Listed entries START

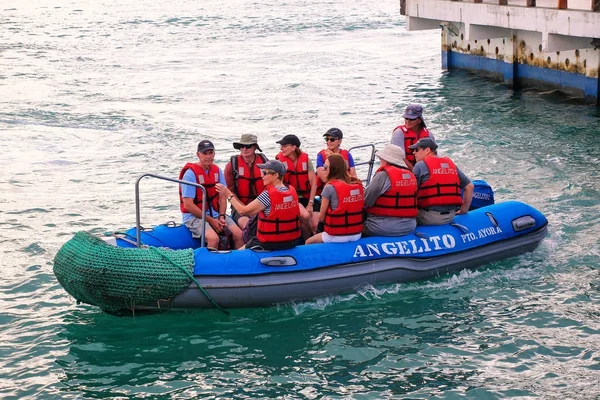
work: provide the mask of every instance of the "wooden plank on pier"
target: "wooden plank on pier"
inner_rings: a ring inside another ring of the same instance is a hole
[[[535,7],[535,0],[527,0],[527,7]]]
[[[558,9],[559,10],[566,10],[567,8],[568,8],[567,0],[558,0]]]
[[[600,0],[592,0],[592,11],[600,11]]]

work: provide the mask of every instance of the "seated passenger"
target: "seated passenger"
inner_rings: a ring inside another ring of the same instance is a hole
[[[338,128],[331,128],[325,132],[323,138],[325,139],[325,148],[317,154],[317,195],[320,196],[323,191],[323,186],[327,182],[327,173],[323,166],[325,160],[332,154],[339,154],[344,157],[346,161],[346,167],[350,176],[356,178],[356,168],[354,167],[354,158],[348,150],[341,149],[342,139],[344,134]]]
[[[321,194],[319,220],[324,223],[324,232],[317,233],[306,244],[360,239],[365,205],[362,182],[350,176],[346,161],[339,154],[327,157],[323,169],[327,174],[327,184]]]
[[[294,187],[287,187],[282,182],[285,164],[271,160],[258,164],[258,168],[261,169],[265,189],[250,204],[239,201],[225,185],[217,184],[216,190],[241,215],[258,213],[257,233],[246,243],[246,249],[254,246],[265,250],[292,248],[300,237],[300,208]]]
[[[198,143],[198,162],[187,163],[179,173],[179,179],[199,183],[206,189],[206,227],[202,232],[202,190],[195,186],[179,184],[179,201],[183,224],[195,238],[204,237],[206,246],[217,249],[219,235],[231,232],[235,247],[242,246],[242,231],[236,223],[225,215],[227,202],[215,190],[217,182],[225,183],[223,171],[216,164],[215,146],[210,140]]]
[[[258,146],[256,135],[242,134],[239,142],[233,142],[233,148],[240,154],[231,156],[225,166],[225,182],[233,195],[243,204],[250,204],[264,189],[260,175],[259,163],[266,163],[267,157]],[[235,209],[231,210],[231,218],[244,229],[248,223],[247,216],[241,216]]]
[[[287,166],[283,183],[293,186],[298,193],[300,202],[300,227],[304,240],[311,237],[317,228],[316,218],[313,228],[312,215],[315,204],[315,193],[317,192],[317,179],[315,167],[308,158],[308,154],[300,150],[300,139],[296,135],[285,135],[277,143],[281,151],[275,157]],[[317,204],[317,211],[319,211]]]
[[[469,212],[473,199],[474,187],[471,180],[451,159],[438,157],[437,147],[430,138],[420,139],[410,146],[417,160],[413,173],[419,185],[418,225],[450,223],[454,215]],[[460,189],[464,189],[463,197]]]
[[[381,166],[365,189],[365,236],[402,236],[417,227],[417,180],[404,163],[404,149],[386,144]]]

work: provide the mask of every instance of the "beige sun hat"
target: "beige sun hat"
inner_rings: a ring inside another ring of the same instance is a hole
[[[258,138],[256,137],[256,135],[253,135],[251,133],[242,134],[242,137],[240,138],[239,141],[233,142],[233,148],[236,150],[239,150],[240,147],[242,147],[242,146],[249,146],[252,144],[256,145],[256,148],[258,149],[258,151],[262,152],[262,150],[260,149],[260,146],[258,145]]]
[[[383,147],[383,150],[378,151],[375,155],[390,164],[406,168],[406,163],[404,162],[406,154],[400,146],[388,143]]]

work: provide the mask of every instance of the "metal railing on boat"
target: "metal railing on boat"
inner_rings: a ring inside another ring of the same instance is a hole
[[[367,164],[369,165],[369,171],[367,172],[367,179],[363,179],[363,182],[366,182],[366,184],[368,185],[369,183],[371,183],[371,175],[373,174],[373,165],[375,164],[375,153],[376,153],[375,145],[374,144],[361,144],[359,146],[350,147],[348,149],[348,152],[352,153],[352,150],[362,149],[365,147],[371,148],[371,157],[369,157],[369,161],[361,161],[358,163],[355,162],[354,167],[356,168],[357,166],[360,166],[360,165],[367,165]]]
[[[161,176],[161,175],[156,175],[156,174],[143,174],[142,176],[140,176],[136,181],[135,181],[135,240],[136,240],[136,245],[137,247],[140,247],[141,245],[141,229],[142,229],[142,225],[141,225],[141,212],[140,212],[140,181],[142,180],[142,178],[145,177],[150,177],[150,178],[156,178],[156,179],[161,179],[163,181],[169,181],[169,182],[174,182],[174,183],[183,183],[185,185],[190,185],[190,186],[195,186],[197,188],[200,188],[202,190],[202,232],[204,232],[204,229],[206,228],[206,188],[204,186],[202,186],[199,183],[193,183],[193,182],[188,182],[188,181],[182,181],[181,179],[173,179],[173,178],[168,178],[166,176]],[[200,247],[204,247],[204,240],[200,241]]]

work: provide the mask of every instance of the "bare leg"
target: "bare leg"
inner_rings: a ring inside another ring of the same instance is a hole
[[[302,204],[298,204],[300,207],[300,229],[302,230],[302,239],[306,240],[311,237],[313,230],[311,226],[310,213]]]
[[[321,233],[317,233],[314,236],[311,236],[310,238],[308,238],[308,240],[305,243],[306,244],[323,243],[322,232]]]

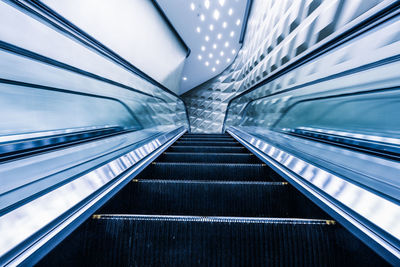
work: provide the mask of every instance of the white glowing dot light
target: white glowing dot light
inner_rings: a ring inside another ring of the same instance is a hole
[[[221,39],[222,38],[222,34],[218,33],[217,38]]]
[[[215,64],[217,64],[217,65],[219,64],[219,60],[218,59],[215,61]]]
[[[191,10],[194,10],[195,8],[196,8],[196,6],[194,5],[194,3],[191,3],[191,4],[190,4],[190,9],[191,9]]]
[[[198,58],[199,60],[201,60],[203,57],[202,57],[201,55],[198,55],[197,58]]]
[[[218,9],[214,10],[214,12],[213,12],[213,18],[214,18],[215,20],[219,20],[219,16],[220,16],[220,14],[219,14]]]
[[[219,53],[219,55],[220,55],[221,57],[223,57],[223,56],[224,56],[224,51],[221,51],[221,52]]]
[[[236,21],[236,25],[239,26],[239,24],[240,24],[240,19],[238,19],[238,20]]]
[[[231,31],[231,33],[229,34],[230,37],[233,37],[235,35],[234,31]]]
[[[228,11],[228,15],[229,15],[229,16],[232,16],[232,14],[233,14],[233,9],[230,8],[229,11]]]
[[[210,31],[214,30],[214,25],[210,24]]]
[[[201,20],[201,21],[204,21],[205,19],[206,19],[206,16],[204,16],[204,14],[201,14],[201,15],[200,15],[200,20]]]
[[[206,51],[206,47],[204,45],[201,47],[201,51]]]
[[[212,70],[213,72],[215,72],[215,71],[216,71],[216,69],[215,69],[215,68],[212,68],[211,70]]]
[[[197,27],[197,28],[196,28],[196,32],[198,32],[198,33],[200,33],[200,32],[201,32],[201,29],[200,29],[200,27]]]
[[[226,62],[228,62],[228,63],[231,62],[231,59],[230,59],[230,58],[227,58],[227,59],[226,59]]]
[[[226,22],[226,21],[224,21],[223,23],[222,23],[222,28],[226,28],[228,26],[228,23]]]
[[[235,54],[235,53],[236,53],[236,50],[235,50],[235,49],[233,49],[233,50],[232,50],[232,54]]]
[[[217,49],[217,47],[218,47],[217,44],[213,44],[214,49]]]
[[[210,0],[205,0],[204,1],[204,6],[209,9],[210,8]]]
[[[229,42],[225,42],[225,47],[228,47],[229,46]]]
[[[208,54],[208,57],[213,58],[213,54],[212,53]]]
[[[218,3],[219,3],[221,6],[224,6],[225,0],[219,0]]]
[[[210,65],[210,63],[208,63],[208,61],[206,61],[206,62],[204,63],[204,65],[208,66],[208,65]]]
[[[210,41],[210,37],[208,35],[206,35],[206,37],[204,37],[204,40],[206,40],[206,42]]]
[[[183,79],[184,81],[186,81],[186,80],[187,80],[187,78],[186,78],[186,77],[183,77],[182,79]]]

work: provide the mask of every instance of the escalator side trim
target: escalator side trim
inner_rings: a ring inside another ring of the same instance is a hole
[[[34,265],[186,131],[186,128],[180,127],[158,136],[2,216],[0,265]],[[56,207],[58,210],[51,210],[53,204],[60,205]],[[27,221],[32,214],[41,216]],[[21,231],[18,225],[23,225],[24,230]],[[15,237],[18,240],[12,240]]]
[[[399,205],[235,127],[229,127],[227,132],[307,197],[316,201],[316,204],[322,204],[323,207],[330,209],[332,217],[337,217],[336,219],[343,225],[362,234],[363,236],[358,236],[360,239],[373,241],[367,242],[367,245],[387,261],[395,265],[400,263],[400,233],[397,230],[399,227],[397,226],[397,229],[395,227],[396,215],[400,216]],[[347,199],[340,194],[345,191],[346,187],[350,191],[353,190],[352,194],[347,195]],[[367,196],[364,200],[367,200],[368,203],[364,201],[363,205],[358,207],[350,203],[352,201],[349,196],[354,197],[357,194]],[[379,203],[373,201],[374,199]],[[378,212],[368,214],[369,209],[366,209],[365,205],[377,204],[383,205],[380,206],[380,210],[384,210],[385,205],[391,208],[391,212],[386,212],[385,215],[393,216],[394,219],[390,220],[388,216],[379,216]],[[383,223],[384,221],[392,221],[394,223],[392,227],[394,227],[390,228]]]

Listed entries END

* **Directions for this task**:
Begin at the line that has "work: provide the mask of every instance of the white" in the entries above; stop after the line that has "target: white glowing dot light". Transcribe exactly those lines and no others.

* **Written solution**:
work: provide the mask of every instance of the white glowing dot light
target: white glowing dot light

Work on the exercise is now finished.